◆ Provided text ◆
++++++

Heather Bussing is an attorney who writes a lot, teaches advanced legal writing to law students and is the Editorial Advisory Board editor at HR Examiner.

Heather Bussing is a California attorney who has represented employers, unions and employees in every aspect of employment and labor law including contract negotiations, discrimination and wage hour issues. While the courtroom is a place she’s very familiar with, her preferred approach to employment law is to prevent problems.  Full bio

Why At-Will Employment Isn’t

by Heather Bussing

An employer gave a year-long maternity leave and guaranteed the job when mom was ready to return– for the first nine kids.  But after the tenth, the company figured it didn’t have to hold the position because of its business needs and because the employment was at-will.  So it hired someone else and regretfully told the employee she no longer had a job.

Mom sued because the employer had promised she could return to her position and they had let her do it nine times before. The New Jersey court found there was a contract and that the employer’s at-will policy did not apply in this situation.  Eric B. Meyer and Nan Sato have a great discussion of the case, Lapidoth v. Telcordia Technologies, Inc., in the Employer Handbook.

The reality is that at-will does not apply to everything about the employment relationship.  At-will only applies to how long the employee is employed, and sometimes that the employee can be fired without a specific reason.

Kinds of Employment

There are three basic flavors of employment: statutory, contractual and at-will.

Statutory:  Laws, instead of policies, govern people who work for the state and the federal governments.  In many states, this includes public school teachers.  State and Federal employees usually have probationary periods, for-cause termination and complex schemes of administrative remedies when employment disputes come up.

Contract:  On the far end of the contract spectrum are independent contractors who are not employees at all.  Then there are union employees where the union and employer negotiate a contract that covers nearly all aspects of the employment relationship.

In non-union companies, employers generally contract with individuals or groups of employees about some parts of the employment like how much they are paid or how much vacation time they get.  In addition, employer policies are considered a contract because both the employer and the employee agree to the policies as part of the employment.

At-will:  Most states have laws that say unless the employment is for a specified term, it is at-will.  At-will employment also means that the employment can be terminated without “good cause”.  Lawyers and courts like to say this means, “either party may terminate the relationship at any time for any or no reason.”  That’s pretty much bullshit.  An employee can quit anytime because they feel like it. But all sorts of things tie the employer’s hands—like discrimination, family leave and military leave laws.  And employment policies.

++++++

◆ Given material ◆
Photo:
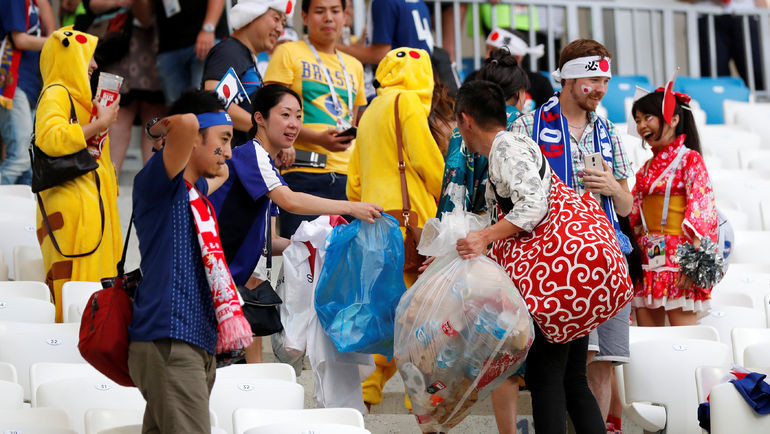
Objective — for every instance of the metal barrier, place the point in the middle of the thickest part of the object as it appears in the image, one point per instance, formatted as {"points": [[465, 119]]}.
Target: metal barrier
{"points": [[648, 39]]}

++++++

◆ What the task asks ◆
Please answer these questions using the article on at-will employment.
(a) How long was the maternity leave the employer gave?
(b) In which state did the court find that there was a contract?
(c) What three basic kinds of employment does the article name?

◆ Solution for this problem ◆
(a) A year.
(b) New Jersey.
(c) Statutory, contractual and at-will.